**AIM OF THE EXERCISE**
Please reproduce the passage of the profile of Alice word for word, from "A lot of us" to "taxes. Reality bites.".

She’s resolved to build it back up again, training more clients both at London’s Third Space and the Corinthia Hotel. ‘It reminds me: this is why you do what you do, get in the gym and train people. And also, like, I’m hungry for education, I’m hungry to learn more. If I just sat back and I thought: “Nah, I know everything. I’m just going to do videos and make money from it...”’ she makes a face. ‘I’m trying to constantly better myself as a coach, and you only improve by having hands-on time with clients.’
That goal of betterment applies for Alice’s career in general. She wants to put her interviewing skills to use beyond her podcast and her Liveing Well events - on TV. ‘Over the past few months, I’ve worked on pitching a couple of documentaries to different TV channels,’ she says - reeling off interests in politics, current affairs and, fundamentally, people. ‘But it’s such a tricky industry to get into.’ It’s ironic that Alice’s sights are set on TV when she’d describe Youtube as her biggest professional failure to date. ‘I’ve never created videos on there that were quite right. I couldn’t really get my head around it - I’m so old-school with my content…but I’m kind of okay with that, and I’ve accepted that’s just how I am.’
Pleasingly self-aware, Alice wants people to know that she believes she’s made mistakes in her transition from food blogger to influencer to entrepreneur. ‘I had a very restrictive approach,’ she says. ‘I didn’t understand that people are in bigger bodies and that’s totally okay. I thought everyone wanted to be the same as me, which was to be really lean. So, anyone who wasn’t on that path, I thought, “Why not? Why are you not going to the gym?”. I really had to swallow those thoughts and just be like, there’s a whole world out there of people of different shapes and sizes who are all worthy of love and respect.’
She knows that pivoting from Clean Eating Alice to encouraging an intuitive approach could have backfired. ‘Having to have played that journey [out] publicly could have been really challenging,’ she reflects. ‘People could have turned away from me and been like, “Who is this girl? She used to think this, but now she thinks this”. But I think it’s because my journey was very, very similar to many other people’s.
A lot of us start something we think is totally healthy and is completely normal, and we get a bit carried away. And you sort of wake up and you realise: oh shit, it’s not actually healthy. Like, this isn’t what I’m supposed to be doing...it takes swallowing your ego and learning, and respecting other people’s opinions - and realising that yours aren’t always right.’
And with that Alice zips up her black puffer, thanks me effusively and bounces out, pink box of ultra-bougie patisserie in tow. What wonderment has she to look forward to for the rest of the day? A call with her accountant to wrap her head around taxes. Reality bites.

Annotated photo localization data

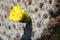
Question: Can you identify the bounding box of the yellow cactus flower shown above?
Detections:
[9,5,25,22]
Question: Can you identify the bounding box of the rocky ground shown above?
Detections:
[0,0,60,40]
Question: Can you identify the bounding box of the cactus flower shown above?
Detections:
[9,5,25,22]
[9,5,30,23]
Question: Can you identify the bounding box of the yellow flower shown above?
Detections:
[9,5,25,22]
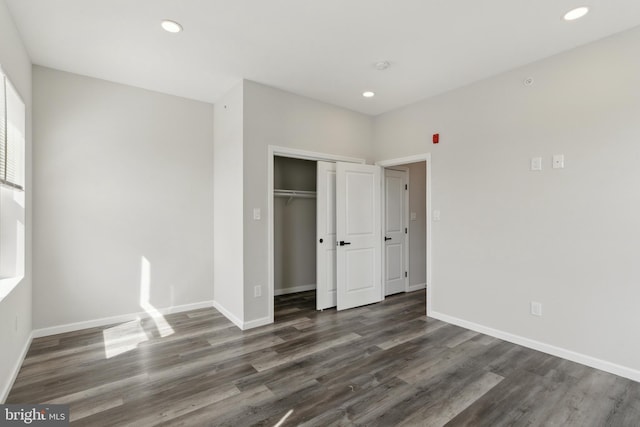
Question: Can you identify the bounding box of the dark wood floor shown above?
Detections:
[7,291,640,427]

**RESPONSE BELOW**
A lot of us start something we think is totally healthy and is completely normal, and we get a bit carried away. And you sort of wake up and you realise: oh shit, it’s not actually healthy. Like, this isn’t what I’m supposed to be doing...it takes swallowing your ego and learning, and respecting other people’s opinions - and realising that yours aren’t always right.’
And with that Alice zips up her black puffer, thanks me effusively and bounces out, pink box of ultra-bougie patisserie in tow. What wonderment has she to look forward to for the rest of the day? A call with her accountant to wrap her head around taxes. Reality bites.